# Task prompt:
Report how many lines of the entries below contain the word "plank", and nothing more.
◆ ◆ ◆
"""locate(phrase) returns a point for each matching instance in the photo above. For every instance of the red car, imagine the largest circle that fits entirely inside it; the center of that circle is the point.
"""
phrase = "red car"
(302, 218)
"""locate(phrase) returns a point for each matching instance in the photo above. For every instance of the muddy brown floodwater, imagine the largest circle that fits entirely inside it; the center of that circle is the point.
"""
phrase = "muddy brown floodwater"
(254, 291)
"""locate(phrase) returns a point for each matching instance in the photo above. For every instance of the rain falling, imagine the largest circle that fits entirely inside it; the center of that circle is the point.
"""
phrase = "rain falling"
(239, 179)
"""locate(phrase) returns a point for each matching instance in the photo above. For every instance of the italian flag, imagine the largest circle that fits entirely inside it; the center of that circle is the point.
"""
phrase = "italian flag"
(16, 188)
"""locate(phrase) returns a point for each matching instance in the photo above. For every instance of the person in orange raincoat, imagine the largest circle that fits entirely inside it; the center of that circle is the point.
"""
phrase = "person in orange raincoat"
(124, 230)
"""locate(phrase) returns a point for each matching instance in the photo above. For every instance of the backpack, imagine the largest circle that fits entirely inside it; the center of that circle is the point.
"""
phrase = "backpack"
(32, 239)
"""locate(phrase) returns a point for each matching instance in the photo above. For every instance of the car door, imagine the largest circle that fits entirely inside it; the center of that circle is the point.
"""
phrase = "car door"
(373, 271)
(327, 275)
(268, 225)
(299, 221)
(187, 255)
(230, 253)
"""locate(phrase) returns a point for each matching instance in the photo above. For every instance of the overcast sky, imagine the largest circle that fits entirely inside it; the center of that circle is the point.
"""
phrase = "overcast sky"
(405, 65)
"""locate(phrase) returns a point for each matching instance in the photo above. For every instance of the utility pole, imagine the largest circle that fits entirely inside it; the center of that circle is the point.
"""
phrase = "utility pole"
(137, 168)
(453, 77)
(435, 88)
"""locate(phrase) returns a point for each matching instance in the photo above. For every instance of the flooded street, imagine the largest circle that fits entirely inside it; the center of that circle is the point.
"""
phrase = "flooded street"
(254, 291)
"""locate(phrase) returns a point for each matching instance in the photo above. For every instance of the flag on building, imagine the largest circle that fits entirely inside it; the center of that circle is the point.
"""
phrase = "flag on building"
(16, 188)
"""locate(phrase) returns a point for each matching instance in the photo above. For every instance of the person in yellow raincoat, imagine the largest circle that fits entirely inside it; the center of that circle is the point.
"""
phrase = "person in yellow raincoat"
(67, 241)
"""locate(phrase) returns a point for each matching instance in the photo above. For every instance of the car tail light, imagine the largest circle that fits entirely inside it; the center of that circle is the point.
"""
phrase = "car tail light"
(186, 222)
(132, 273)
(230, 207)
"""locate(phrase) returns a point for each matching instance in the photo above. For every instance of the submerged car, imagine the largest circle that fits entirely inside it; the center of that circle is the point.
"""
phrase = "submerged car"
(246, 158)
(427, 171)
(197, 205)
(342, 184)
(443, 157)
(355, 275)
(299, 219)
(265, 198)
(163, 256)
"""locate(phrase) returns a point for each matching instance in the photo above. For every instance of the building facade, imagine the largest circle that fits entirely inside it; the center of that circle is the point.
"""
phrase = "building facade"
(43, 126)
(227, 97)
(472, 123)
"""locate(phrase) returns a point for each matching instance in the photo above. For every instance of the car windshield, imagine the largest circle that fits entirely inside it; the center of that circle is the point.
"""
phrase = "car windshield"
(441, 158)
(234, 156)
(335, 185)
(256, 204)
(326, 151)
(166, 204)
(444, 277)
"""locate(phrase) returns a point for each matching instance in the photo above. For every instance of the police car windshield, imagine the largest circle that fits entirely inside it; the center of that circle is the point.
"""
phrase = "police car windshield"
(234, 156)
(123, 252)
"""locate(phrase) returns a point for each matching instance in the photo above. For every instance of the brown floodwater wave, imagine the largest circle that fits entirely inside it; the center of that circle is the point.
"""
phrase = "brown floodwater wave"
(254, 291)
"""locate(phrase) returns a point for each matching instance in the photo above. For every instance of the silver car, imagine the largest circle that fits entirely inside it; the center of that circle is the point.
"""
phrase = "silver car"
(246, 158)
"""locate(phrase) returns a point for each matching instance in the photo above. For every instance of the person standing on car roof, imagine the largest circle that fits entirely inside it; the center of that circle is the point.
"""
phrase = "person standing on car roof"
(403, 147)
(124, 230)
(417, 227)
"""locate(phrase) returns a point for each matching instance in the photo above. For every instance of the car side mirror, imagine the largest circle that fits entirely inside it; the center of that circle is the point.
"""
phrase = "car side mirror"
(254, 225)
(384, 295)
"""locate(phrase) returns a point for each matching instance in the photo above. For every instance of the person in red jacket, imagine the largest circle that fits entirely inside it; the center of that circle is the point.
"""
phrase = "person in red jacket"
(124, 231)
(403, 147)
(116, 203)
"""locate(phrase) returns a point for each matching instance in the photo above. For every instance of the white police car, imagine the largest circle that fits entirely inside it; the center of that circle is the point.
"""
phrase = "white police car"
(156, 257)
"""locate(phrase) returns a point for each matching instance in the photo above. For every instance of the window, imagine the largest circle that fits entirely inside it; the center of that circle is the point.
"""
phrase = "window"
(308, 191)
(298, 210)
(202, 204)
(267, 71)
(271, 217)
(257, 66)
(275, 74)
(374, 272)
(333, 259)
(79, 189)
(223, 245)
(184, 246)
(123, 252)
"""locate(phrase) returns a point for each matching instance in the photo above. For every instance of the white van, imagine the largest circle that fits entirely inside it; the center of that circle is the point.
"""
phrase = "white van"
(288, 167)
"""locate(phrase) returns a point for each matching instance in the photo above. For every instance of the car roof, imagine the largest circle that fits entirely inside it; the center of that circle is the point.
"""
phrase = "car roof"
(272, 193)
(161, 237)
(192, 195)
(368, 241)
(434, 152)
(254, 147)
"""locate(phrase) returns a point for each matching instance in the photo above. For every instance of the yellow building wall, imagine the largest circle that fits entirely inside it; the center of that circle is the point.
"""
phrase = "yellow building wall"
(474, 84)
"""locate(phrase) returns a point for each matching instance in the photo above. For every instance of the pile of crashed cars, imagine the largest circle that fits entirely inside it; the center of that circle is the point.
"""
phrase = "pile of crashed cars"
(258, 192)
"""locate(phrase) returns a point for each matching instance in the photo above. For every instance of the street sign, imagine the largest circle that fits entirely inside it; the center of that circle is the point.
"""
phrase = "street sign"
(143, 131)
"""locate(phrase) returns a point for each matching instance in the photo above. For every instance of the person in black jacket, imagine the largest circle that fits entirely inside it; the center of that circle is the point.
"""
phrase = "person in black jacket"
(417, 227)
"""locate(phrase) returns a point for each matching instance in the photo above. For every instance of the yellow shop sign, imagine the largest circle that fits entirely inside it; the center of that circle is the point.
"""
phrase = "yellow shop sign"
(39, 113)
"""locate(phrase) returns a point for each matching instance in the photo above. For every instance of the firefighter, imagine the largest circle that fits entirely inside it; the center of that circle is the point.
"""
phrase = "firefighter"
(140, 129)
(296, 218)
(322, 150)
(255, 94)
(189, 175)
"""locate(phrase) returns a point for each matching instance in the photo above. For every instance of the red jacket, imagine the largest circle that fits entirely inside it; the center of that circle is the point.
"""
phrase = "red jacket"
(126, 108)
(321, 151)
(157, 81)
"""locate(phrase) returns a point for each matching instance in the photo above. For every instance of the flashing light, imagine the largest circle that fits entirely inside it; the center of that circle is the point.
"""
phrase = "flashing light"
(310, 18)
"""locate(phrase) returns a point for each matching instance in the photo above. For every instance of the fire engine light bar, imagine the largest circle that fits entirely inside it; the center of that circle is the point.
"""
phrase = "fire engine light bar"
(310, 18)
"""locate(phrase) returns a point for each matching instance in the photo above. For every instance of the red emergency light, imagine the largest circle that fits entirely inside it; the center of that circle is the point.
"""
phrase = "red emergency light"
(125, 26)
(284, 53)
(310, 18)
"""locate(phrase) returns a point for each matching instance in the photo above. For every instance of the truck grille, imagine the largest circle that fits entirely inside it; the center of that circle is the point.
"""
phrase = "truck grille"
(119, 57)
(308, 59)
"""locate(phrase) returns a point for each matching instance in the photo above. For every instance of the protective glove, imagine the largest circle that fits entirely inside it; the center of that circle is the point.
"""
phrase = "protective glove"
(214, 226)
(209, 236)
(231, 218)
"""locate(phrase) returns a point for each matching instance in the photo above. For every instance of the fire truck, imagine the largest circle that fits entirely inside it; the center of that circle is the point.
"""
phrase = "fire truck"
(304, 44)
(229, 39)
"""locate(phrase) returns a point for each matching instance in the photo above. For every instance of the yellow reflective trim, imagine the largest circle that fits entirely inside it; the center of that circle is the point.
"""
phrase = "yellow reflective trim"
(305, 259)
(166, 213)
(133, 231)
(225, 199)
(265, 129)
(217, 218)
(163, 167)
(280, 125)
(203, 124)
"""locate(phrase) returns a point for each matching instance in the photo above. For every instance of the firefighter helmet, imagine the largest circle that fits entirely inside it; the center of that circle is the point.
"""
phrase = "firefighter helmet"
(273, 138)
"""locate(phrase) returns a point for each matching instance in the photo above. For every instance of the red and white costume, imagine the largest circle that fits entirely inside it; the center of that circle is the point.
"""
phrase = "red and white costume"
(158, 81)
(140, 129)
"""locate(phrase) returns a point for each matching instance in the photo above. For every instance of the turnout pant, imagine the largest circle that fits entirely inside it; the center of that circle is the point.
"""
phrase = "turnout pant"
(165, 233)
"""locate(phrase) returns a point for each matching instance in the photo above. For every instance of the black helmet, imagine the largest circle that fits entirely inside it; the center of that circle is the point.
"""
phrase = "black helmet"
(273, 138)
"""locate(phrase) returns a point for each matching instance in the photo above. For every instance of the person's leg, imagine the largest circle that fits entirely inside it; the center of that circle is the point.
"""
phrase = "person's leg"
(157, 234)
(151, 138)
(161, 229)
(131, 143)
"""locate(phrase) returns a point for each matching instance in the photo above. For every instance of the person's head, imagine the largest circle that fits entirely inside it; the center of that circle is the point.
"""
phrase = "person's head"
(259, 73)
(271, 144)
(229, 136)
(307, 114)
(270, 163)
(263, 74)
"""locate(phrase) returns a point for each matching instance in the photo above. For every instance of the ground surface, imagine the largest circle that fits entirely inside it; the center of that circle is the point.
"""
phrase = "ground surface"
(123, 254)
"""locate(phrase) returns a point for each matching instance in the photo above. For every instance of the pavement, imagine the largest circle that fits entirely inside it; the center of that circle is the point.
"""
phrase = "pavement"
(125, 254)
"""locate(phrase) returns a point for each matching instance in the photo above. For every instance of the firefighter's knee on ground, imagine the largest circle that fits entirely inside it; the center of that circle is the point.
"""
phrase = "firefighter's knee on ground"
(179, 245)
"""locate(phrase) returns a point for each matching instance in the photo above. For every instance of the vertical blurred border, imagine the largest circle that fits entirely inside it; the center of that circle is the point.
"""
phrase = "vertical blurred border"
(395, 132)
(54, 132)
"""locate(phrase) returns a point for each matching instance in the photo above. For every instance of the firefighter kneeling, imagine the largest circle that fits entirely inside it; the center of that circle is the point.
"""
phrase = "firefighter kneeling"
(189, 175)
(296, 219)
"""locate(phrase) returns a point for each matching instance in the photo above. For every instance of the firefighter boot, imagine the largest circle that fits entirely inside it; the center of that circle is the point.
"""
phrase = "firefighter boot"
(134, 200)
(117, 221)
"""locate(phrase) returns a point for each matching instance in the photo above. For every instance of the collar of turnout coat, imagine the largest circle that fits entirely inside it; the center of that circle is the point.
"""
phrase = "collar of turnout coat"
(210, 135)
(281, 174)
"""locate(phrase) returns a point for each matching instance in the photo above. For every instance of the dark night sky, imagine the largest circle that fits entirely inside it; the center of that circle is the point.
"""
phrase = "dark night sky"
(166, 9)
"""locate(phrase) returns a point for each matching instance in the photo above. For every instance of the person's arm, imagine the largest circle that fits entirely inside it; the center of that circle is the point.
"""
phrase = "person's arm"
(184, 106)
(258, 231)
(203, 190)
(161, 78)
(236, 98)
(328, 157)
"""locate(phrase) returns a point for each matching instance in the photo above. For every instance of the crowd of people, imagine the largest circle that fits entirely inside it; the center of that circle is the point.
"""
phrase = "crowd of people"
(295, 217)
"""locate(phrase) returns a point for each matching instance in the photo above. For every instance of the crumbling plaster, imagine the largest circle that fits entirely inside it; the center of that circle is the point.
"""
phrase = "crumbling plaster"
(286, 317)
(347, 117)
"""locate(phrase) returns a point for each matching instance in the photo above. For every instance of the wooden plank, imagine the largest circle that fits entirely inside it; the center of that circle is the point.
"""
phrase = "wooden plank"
◆ ◆ ◆
# Written answer:
2